Copy every record below, exactly as written.

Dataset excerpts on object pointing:
• • • •

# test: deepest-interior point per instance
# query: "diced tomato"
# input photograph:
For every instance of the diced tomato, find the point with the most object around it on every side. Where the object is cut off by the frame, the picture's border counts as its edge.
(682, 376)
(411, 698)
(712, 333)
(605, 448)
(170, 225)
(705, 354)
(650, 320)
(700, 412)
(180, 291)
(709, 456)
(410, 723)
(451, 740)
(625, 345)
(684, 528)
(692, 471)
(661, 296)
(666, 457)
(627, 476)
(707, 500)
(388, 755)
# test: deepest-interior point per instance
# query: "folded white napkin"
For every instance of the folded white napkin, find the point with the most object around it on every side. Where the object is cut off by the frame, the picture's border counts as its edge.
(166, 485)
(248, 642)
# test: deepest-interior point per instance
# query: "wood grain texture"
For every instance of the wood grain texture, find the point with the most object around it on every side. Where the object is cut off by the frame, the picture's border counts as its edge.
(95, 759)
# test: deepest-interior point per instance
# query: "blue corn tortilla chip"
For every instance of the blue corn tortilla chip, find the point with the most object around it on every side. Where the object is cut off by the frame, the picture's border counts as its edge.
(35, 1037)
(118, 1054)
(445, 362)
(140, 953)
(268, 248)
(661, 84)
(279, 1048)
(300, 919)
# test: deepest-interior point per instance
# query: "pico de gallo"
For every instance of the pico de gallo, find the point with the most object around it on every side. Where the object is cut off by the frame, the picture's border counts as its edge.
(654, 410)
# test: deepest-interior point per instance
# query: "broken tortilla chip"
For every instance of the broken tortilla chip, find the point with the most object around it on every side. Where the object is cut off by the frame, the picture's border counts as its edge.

• • • •

Answer for this exercise:
# test: deepest-interior point per instance
# query: "diced tomato"
# input photograph:
For every instance of the diced tomato, find the point with the most object around it on every side. Where the object is cut off by the frame, the picture's border counts as its edge.
(682, 376)
(411, 698)
(712, 333)
(605, 448)
(170, 225)
(705, 354)
(650, 320)
(700, 412)
(180, 291)
(709, 456)
(410, 723)
(451, 740)
(625, 345)
(684, 528)
(692, 471)
(661, 296)
(666, 457)
(627, 476)
(707, 500)
(388, 755)
# test: deepest-interior point per instance
# query: "folded white napkin"
For every instance of the folded white napkin, find the point with the most object around it on every side. Where the object is cut off by the frame, the picture's border counts as its edge.
(166, 485)
(248, 642)
# test: deepest-interior point per instance
# query: "wood grain texture"
For every instance of the wood grain texture, find the point with the most object around it on every side. Where the object is cut off by the frame, the picture's border counts as its edge.
(95, 759)
# test: deepest-interior point per instance
# query: "blue corn tortilla chip"
For every instance of the blue corn tortilla chip, find the point with the most object around it on every side. Where the object is cut off by the frame, the picture's border counts as its edge.
(35, 1037)
(118, 1054)
(445, 362)
(140, 953)
(268, 248)
(661, 84)
(279, 1048)
(300, 919)
# test: deepest-interior point per instance
# query: "pico de gallo"
For every instance of the pico de gallo, find the point with the most object around it on every side. Where the object is cut off by the frame, the picture's border counts as its edge.
(654, 410)
# test: deepest-interior point per instance
# query: "broken tortilla chip"
For every instance of the broken tortilla chip, find the point with the most object around it on every side. Where the object is cut off by the frame, the picture's border counts as its edge.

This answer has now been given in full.